- _What is needed_:
In the court withdrawal account below, translate this sentence into Spanish: "I filed a Notice of withdrawal together with a supporting affidavit stating the grounds for my withdrawal of the matter."

- _Document text_:
========================================

Professor Tichaona Mupasiri

On Thursday, 26 May, 2022 expecting to be in Harare for only a day:

I arrived around midday knowing from the online case management system that my application for leave to appeal a costs order made by the apex court following my decision to withdraw my application under Case Number 34/21 had been rejected citing incompliance with the court rules.

I filed a Notice of withdrawal together with a supporting affidavit stating the grounds for my withdrawal of the matter.

On 11 May, 2022 the full bench of the Constitutional Court presided over my application of withdrawal.

It was surprising that although the President as the First Respondent and Mr. Edwin Manikai, as the Second Respondent, did not file any opposing papers. The firm DMH Attorneys whose agency in relation to my application formed the subject matter of my decision to withdraw, was instructed by the Respondents to oppose my withdrawal application arguing that instead of the relief sought to withdraw without costs should not be granted but the matters should have been dismissed without costs.

The court had the duty to determine whether the withdrawal was in the interests of justice and more importantly whether the usual practice of tendering wasted costs should be applied in relation to a constitutional dispute.

I naively expected that the Court would be able to apply its mind in the fact that in this unusual case, the President who ordinarily would be represented by the Attorney General (AG), a public office bearer, who whose job is to uphold and protect the rule of law and is already a beneficiary of public funds, would not seek to be rewarded with a cost order whose constitutional effect is to deny access to the public to challenge the President’s conduct.

In this instant matter, no facts were presented to Court on behalf of the President to explain how the President opposed an application that I was not able to serve upon him.

I had expected the Court to take notice of this bizarre and scary occurrence that permitted DMH to prosecute a matter on behalf of the President in his official capacity without the prior knowledge and involvement of the AG who in terms of s114 of the Constitution is vested with the exclusive jurisdiction to prosecute all civil and constitutional matters on behalf of the President.

DMH enjoys a special relationship with the President.

It is also the case that what provoked me to launch my application was my outrage when I learned that Manikai was boasting that he was part of a fraudulent scheme involving the use of DMH to exclusively substitute the AG in the prosecution of the SMM reconstruction decree.

Manikai had openly in a message to Mr. Mutanda on 27 March 2021 that what visited SMM in 2004 was triggered by a major political fallout between Mawere and the current President in relation to his succession project to succeed Mugabe that culminated in the coup of November 2017.

The facts that I established in the quest to understand the link between the succession project and the SMM established is that DMH was and continues to be the subject matter expert on anything to do with the SMM matters.

One of the Presiding Judges in my constitutional matter was surprisingly, Patel JCC, who was the Acting AG when the decree was promulgated and prosecuted by DMH who represented Chinamasa.

Chinamasa, like President Mnangagwa, had no jurisdiction to engage DMH’s legal services but for the last 18 years this firm was able to substitute completely the office of the AG in dealing with any dispute arising from the SMM related matters.

========================================

- _Given information_:
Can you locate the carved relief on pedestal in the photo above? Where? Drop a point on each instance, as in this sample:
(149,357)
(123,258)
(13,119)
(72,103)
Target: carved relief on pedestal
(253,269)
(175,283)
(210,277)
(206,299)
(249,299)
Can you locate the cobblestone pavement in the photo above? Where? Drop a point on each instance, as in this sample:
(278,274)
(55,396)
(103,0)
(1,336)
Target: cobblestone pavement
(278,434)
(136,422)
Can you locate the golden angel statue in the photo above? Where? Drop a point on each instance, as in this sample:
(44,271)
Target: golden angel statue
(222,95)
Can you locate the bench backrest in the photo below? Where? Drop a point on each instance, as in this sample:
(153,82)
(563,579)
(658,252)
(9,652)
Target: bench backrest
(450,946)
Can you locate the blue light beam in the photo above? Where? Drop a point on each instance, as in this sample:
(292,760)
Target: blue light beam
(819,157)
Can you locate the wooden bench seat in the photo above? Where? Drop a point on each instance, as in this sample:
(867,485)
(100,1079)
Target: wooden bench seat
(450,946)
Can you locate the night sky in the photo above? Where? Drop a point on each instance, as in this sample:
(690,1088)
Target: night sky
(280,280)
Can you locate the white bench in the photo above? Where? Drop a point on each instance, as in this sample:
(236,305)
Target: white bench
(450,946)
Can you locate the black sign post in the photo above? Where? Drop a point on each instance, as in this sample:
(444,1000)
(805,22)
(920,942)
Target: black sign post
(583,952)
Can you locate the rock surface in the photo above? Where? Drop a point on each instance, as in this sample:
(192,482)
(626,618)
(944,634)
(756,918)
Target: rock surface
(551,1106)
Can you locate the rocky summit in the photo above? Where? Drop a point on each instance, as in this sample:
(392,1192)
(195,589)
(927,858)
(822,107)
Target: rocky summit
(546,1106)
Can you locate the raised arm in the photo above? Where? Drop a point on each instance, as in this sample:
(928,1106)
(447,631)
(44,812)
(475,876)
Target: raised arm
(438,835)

========================================

- _Answer to this exercise_:
Presenté un Aviso de desistimiento junto con una declaración jurada de respaldo en la que se exponían los motivos de mi desistimiento del asunto.